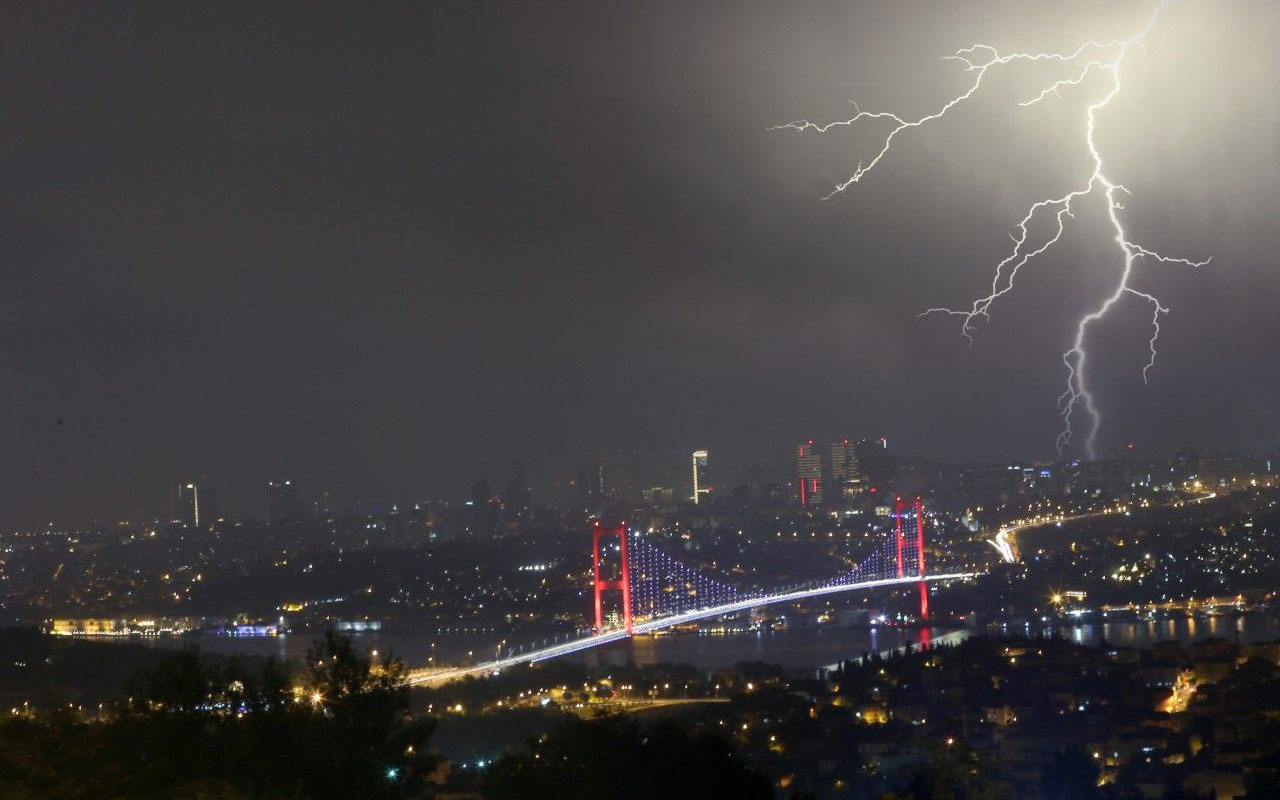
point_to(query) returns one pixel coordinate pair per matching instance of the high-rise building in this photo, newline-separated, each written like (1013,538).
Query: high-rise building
(809,471)
(517,488)
(184,503)
(846,476)
(282,502)
(592,487)
(700,485)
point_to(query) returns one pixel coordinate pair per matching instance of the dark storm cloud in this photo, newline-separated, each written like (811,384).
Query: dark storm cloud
(384,248)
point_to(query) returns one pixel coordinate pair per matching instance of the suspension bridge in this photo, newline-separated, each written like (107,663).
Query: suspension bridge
(658,590)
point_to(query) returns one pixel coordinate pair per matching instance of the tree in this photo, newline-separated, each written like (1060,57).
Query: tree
(617,758)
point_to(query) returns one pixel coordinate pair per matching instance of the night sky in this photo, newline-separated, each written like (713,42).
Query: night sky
(385,248)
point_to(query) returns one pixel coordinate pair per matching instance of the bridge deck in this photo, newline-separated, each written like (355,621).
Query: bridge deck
(423,677)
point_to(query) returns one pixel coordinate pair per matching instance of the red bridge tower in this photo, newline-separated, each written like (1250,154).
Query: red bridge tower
(900,507)
(622,584)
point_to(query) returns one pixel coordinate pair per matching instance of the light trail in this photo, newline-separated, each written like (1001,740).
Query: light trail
(420,677)
(1089,59)
(1004,540)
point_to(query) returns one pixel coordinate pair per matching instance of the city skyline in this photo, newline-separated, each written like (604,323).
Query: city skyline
(333,256)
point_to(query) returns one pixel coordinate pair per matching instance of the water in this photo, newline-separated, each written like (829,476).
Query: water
(795,649)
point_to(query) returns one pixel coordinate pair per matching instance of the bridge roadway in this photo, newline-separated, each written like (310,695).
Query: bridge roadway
(426,677)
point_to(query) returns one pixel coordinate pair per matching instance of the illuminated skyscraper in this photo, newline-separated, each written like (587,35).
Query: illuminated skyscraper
(700,487)
(845,476)
(184,503)
(282,502)
(809,471)
(517,489)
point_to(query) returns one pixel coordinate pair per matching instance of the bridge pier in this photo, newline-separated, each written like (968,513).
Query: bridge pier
(622,584)
(899,512)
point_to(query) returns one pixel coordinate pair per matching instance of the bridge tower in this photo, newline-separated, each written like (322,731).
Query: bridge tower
(622,584)
(900,507)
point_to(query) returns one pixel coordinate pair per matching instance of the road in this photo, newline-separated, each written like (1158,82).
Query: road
(1005,544)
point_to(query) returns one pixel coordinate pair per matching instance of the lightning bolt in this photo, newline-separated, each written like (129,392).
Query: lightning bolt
(1092,58)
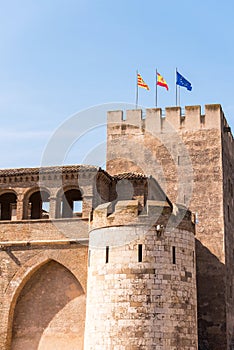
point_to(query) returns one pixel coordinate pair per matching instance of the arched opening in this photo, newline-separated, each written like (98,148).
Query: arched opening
(50,311)
(8,206)
(38,207)
(71,204)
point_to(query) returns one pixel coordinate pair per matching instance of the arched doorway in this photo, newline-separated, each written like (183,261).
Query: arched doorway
(50,311)
(71,204)
(39,205)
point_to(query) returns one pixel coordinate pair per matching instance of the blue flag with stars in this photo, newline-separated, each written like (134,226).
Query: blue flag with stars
(181,81)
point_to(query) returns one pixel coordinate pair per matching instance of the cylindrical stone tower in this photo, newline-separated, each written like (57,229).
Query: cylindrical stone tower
(141,278)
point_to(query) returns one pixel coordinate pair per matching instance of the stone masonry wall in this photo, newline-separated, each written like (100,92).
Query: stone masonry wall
(148,304)
(27,247)
(184,153)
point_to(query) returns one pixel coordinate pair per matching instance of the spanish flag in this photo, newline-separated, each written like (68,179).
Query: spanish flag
(141,83)
(161,81)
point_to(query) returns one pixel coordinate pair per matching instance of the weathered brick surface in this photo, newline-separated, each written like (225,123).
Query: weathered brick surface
(21,268)
(140,305)
(192,158)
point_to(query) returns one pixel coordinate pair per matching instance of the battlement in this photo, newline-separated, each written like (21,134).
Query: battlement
(174,120)
(156,213)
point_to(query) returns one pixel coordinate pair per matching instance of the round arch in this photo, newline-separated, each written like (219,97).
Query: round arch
(8,202)
(69,202)
(36,203)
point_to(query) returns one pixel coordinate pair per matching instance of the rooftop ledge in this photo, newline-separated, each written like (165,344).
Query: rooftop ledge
(34,221)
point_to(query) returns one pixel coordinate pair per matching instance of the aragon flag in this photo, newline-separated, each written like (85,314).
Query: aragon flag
(161,81)
(181,81)
(141,83)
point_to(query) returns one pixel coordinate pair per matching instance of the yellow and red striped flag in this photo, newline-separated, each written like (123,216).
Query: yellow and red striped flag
(141,83)
(161,81)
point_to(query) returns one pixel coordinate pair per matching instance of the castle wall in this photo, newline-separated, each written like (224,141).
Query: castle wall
(228,211)
(26,248)
(132,304)
(184,153)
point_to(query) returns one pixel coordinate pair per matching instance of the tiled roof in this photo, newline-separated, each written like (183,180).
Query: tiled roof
(130,176)
(47,170)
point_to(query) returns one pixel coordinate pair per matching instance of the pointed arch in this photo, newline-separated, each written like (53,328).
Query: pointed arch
(49,309)
(28,270)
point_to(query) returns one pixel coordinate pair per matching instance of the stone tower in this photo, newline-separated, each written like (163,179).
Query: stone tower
(141,276)
(192,157)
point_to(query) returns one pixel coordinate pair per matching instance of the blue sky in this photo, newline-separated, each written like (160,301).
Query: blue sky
(61,57)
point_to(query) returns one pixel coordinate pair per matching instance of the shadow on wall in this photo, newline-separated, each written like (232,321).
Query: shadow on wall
(211,300)
(50,311)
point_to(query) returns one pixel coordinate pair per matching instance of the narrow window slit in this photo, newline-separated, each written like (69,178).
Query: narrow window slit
(107,254)
(139,252)
(173,255)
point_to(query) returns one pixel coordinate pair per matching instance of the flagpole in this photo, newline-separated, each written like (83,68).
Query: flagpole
(179,95)
(156,90)
(137,89)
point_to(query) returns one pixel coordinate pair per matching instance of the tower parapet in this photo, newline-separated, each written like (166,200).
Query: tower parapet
(155,121)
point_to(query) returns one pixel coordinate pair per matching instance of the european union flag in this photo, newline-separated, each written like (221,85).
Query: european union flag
(181,81)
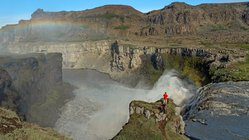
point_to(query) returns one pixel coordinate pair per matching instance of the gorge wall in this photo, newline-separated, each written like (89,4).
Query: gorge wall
(208,22)
(127,62)
(32,85)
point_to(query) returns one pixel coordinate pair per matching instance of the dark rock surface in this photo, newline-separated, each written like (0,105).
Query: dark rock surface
(219,111)
(148,121)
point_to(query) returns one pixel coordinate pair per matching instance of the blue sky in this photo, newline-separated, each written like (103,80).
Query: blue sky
(11,11)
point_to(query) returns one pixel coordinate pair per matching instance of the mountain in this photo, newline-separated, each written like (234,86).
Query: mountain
(212,22)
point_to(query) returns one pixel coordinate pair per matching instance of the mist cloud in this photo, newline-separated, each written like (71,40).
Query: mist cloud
(101,103)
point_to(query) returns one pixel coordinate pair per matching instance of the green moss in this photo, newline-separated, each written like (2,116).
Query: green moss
(244,46)
(121,27)
(217,27)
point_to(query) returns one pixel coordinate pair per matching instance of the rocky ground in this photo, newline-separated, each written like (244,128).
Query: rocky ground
(219,111)
(148,121)
(204,43)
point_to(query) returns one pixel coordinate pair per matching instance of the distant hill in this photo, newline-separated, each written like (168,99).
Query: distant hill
(214,22)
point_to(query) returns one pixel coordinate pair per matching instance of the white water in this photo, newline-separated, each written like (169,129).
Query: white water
(101,106)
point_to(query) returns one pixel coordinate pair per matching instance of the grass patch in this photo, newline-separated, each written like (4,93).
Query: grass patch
(217,27)
(121,27)
(244,46)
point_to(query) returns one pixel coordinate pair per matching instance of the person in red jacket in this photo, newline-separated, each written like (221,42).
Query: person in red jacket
(165,101)
(165,98)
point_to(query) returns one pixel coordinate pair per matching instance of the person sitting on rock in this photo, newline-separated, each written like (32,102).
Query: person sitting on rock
(165,101)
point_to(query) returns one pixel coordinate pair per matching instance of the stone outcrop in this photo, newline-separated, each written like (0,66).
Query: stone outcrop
(11,127)
(125,62)
(148,121)
(8,94)
(211,22)
(33,83)
(217,109)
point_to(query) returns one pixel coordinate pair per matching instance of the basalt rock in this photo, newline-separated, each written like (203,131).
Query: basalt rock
(212,22)
(217,109)
(148,121)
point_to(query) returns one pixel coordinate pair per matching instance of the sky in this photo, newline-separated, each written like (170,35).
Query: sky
(11,11)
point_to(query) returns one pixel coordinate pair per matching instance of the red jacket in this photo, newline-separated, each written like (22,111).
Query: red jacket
(165,96)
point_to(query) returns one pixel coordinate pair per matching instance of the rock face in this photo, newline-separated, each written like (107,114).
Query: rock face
(33,83)
(229,23)
(11,127)
(8,94)
(147,121)
(125,63)
(219,111)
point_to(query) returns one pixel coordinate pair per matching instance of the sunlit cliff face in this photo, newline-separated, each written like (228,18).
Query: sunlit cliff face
(100,107)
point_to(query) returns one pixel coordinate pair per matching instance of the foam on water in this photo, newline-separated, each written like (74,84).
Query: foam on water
(100,107)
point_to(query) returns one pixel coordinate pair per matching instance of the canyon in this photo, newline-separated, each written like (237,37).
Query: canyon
(73,70)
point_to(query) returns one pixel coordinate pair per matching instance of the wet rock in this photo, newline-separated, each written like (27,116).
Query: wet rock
(217,109)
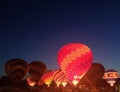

※

Return each line of the entries that contains the string "pointed".

point_to(query) returns one pixel coordinate pair per matching instance of the pointed arch in this photo, newline-separated, each written like (53,328).
Query: pointed arch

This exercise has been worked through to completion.